_Exercise details_
Starting at the line that contains "Where can the green metal" and ending with the last of the lines, substitute "pennant" for "bunting" and give those lines again with nothing else changed.

━━━━━━━━━━━━━━━━━━━━━━━━━━━━━━

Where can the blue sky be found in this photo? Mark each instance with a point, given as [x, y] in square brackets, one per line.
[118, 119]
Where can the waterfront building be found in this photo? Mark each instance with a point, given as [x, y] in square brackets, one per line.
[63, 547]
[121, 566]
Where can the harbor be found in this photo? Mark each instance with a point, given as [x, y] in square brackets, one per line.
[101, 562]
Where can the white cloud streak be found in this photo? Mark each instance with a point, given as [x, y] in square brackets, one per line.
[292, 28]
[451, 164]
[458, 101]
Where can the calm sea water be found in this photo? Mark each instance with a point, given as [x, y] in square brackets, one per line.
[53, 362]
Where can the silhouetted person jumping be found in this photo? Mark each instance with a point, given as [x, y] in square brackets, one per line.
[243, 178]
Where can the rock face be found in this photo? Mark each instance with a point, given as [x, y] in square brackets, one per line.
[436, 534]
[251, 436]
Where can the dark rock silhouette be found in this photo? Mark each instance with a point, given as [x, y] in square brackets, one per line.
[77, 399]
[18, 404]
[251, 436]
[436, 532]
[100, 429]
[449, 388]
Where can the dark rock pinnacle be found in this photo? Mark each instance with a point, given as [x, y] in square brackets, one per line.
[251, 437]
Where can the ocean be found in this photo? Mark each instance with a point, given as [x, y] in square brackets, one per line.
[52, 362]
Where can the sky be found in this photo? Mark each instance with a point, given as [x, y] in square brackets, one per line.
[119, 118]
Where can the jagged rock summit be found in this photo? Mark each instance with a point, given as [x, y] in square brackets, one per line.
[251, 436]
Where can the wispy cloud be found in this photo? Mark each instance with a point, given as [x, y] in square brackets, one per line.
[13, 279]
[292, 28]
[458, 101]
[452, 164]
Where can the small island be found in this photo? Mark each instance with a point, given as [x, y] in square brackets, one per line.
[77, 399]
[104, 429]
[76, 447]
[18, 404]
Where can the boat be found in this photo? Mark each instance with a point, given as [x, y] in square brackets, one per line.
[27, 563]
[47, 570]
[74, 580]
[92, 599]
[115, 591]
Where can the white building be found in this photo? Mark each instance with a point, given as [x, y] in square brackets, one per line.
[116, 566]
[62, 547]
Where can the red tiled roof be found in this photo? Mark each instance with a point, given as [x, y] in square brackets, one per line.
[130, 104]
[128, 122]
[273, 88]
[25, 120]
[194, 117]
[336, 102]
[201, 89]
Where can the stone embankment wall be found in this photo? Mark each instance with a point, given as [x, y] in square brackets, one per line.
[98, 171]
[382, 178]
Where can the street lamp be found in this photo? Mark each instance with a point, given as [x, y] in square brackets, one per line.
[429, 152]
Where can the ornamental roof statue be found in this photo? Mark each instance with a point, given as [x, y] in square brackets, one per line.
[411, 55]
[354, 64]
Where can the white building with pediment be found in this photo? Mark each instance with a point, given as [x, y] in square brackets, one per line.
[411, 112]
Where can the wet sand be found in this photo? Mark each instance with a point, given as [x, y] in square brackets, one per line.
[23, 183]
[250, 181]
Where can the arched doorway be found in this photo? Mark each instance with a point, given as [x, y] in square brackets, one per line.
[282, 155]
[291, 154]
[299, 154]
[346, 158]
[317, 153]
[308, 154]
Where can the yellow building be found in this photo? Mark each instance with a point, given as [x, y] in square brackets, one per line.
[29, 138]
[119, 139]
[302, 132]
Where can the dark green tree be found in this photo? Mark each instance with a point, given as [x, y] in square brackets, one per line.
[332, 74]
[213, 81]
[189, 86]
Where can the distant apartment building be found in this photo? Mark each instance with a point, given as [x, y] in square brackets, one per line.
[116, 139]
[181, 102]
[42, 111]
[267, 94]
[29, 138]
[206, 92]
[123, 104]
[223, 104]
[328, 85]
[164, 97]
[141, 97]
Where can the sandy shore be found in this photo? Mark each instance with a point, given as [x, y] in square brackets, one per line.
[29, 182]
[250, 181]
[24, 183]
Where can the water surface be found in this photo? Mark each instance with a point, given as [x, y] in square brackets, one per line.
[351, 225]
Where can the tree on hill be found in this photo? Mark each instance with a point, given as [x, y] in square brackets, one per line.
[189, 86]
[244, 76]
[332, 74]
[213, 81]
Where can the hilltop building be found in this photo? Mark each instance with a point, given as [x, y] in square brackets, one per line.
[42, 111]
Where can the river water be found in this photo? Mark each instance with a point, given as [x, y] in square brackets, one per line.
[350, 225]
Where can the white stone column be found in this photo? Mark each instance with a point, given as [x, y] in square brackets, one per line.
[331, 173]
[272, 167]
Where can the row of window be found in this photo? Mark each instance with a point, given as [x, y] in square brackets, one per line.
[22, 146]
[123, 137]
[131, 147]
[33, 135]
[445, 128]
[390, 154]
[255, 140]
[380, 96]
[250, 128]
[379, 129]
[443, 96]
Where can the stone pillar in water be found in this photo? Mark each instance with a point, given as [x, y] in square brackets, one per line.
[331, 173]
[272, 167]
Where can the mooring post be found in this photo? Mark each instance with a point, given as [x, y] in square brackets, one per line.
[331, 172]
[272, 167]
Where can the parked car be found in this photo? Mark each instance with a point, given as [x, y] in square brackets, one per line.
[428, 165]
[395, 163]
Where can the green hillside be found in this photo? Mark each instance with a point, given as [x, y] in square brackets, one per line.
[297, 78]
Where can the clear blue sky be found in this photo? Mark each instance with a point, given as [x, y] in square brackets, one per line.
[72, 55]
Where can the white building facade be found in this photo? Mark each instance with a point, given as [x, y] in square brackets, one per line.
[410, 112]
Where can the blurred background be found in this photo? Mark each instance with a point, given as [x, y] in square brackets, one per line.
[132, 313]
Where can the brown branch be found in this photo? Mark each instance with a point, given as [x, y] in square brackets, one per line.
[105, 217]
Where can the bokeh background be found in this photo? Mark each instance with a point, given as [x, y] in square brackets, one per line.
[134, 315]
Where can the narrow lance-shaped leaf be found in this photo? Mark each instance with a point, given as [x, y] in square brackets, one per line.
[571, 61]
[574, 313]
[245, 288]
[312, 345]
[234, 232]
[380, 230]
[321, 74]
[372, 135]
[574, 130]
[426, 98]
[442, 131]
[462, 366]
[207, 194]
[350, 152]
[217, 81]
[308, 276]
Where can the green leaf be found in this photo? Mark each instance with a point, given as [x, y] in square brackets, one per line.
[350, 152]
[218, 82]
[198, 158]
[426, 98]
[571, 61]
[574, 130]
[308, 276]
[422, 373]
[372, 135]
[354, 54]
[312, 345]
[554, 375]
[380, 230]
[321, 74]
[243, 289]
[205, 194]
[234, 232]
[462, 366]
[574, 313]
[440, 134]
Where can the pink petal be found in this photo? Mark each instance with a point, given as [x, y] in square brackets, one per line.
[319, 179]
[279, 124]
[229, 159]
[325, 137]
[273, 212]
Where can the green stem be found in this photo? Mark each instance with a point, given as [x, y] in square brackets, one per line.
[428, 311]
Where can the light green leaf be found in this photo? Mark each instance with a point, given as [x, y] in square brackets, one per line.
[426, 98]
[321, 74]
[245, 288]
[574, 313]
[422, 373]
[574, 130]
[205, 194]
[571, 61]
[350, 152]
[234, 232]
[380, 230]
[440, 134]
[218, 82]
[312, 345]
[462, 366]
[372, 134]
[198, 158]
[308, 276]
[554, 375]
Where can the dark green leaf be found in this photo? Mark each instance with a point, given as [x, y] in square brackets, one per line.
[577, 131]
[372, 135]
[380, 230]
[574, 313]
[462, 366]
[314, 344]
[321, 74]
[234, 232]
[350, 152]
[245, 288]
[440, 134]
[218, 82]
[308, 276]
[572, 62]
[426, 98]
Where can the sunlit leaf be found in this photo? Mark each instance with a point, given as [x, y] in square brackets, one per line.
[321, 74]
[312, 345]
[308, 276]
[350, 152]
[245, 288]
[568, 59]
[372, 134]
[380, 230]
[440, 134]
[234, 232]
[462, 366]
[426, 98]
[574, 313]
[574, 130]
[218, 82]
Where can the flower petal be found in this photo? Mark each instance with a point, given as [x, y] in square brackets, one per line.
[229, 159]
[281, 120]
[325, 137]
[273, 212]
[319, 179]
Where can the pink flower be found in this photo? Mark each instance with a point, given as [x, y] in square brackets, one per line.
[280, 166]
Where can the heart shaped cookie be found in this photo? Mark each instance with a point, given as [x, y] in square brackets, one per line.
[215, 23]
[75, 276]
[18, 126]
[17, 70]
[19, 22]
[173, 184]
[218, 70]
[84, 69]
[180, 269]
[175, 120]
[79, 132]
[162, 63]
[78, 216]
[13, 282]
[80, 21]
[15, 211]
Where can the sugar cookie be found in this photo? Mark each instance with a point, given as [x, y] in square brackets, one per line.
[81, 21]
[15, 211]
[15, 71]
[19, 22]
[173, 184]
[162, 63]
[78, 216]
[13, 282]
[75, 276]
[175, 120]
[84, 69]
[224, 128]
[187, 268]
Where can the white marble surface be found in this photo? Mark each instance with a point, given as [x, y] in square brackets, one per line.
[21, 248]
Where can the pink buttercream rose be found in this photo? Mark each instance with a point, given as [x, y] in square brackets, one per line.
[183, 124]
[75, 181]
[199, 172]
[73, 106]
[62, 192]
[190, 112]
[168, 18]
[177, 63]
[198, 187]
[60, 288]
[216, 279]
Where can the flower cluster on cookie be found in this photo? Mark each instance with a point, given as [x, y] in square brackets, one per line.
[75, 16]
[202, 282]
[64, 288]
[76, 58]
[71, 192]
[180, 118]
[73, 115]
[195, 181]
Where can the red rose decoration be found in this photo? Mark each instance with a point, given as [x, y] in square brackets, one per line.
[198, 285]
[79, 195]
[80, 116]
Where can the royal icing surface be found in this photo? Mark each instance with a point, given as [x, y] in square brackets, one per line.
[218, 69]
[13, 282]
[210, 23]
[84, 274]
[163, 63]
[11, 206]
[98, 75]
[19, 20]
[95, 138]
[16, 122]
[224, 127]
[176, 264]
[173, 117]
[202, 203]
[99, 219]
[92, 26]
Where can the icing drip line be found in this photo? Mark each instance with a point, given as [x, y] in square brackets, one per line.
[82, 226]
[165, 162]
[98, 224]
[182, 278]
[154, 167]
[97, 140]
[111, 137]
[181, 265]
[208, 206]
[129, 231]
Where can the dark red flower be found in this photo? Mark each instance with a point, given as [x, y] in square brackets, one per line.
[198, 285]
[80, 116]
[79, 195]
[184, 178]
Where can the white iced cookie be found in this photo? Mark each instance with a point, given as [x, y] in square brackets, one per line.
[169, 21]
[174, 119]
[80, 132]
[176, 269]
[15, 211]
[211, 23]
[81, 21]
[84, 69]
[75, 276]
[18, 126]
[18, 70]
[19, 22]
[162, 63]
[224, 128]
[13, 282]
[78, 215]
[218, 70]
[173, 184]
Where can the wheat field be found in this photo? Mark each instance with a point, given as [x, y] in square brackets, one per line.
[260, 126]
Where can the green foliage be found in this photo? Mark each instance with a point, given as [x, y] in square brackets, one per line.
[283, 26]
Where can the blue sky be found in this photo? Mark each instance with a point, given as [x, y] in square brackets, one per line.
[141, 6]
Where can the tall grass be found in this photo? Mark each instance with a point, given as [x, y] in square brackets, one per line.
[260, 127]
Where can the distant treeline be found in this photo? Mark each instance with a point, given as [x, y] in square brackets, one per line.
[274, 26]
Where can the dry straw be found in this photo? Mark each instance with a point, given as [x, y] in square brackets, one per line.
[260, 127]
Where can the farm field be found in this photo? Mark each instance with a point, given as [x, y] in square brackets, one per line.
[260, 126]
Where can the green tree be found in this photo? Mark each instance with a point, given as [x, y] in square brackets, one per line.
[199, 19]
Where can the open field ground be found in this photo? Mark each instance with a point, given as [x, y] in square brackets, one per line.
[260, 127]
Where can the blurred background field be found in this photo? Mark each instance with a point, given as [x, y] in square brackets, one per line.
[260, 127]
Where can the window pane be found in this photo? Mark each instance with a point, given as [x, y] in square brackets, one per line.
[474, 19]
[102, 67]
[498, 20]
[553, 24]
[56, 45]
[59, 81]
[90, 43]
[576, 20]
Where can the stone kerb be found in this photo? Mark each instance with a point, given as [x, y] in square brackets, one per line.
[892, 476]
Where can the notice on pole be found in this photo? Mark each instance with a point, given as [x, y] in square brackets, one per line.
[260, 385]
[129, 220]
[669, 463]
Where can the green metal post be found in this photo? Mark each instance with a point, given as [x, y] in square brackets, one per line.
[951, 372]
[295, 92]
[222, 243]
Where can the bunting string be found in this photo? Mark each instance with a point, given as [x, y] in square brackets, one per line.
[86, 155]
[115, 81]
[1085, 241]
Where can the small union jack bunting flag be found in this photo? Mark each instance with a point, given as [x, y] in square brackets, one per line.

━━━━━━━━━━━━━━━━━━━━━━━━━━━━━━

_Reply_
Where can the green metal post be found in this photo? Mark each instance with a point, given as [x, y] in square brackets, one per line.
[951, 372]
[295, 92]
[222, 243]
Where can the pennant string be found in this photo? Mark each instance with a point, given as [x, y] in square brackets, one per line.
[86, 155]
[115, 81]
[1085, 241]
Where can the small union jack pennant flag be found in this photo? Mark each instance with a point, given as [x, y] in square brackets, one per line.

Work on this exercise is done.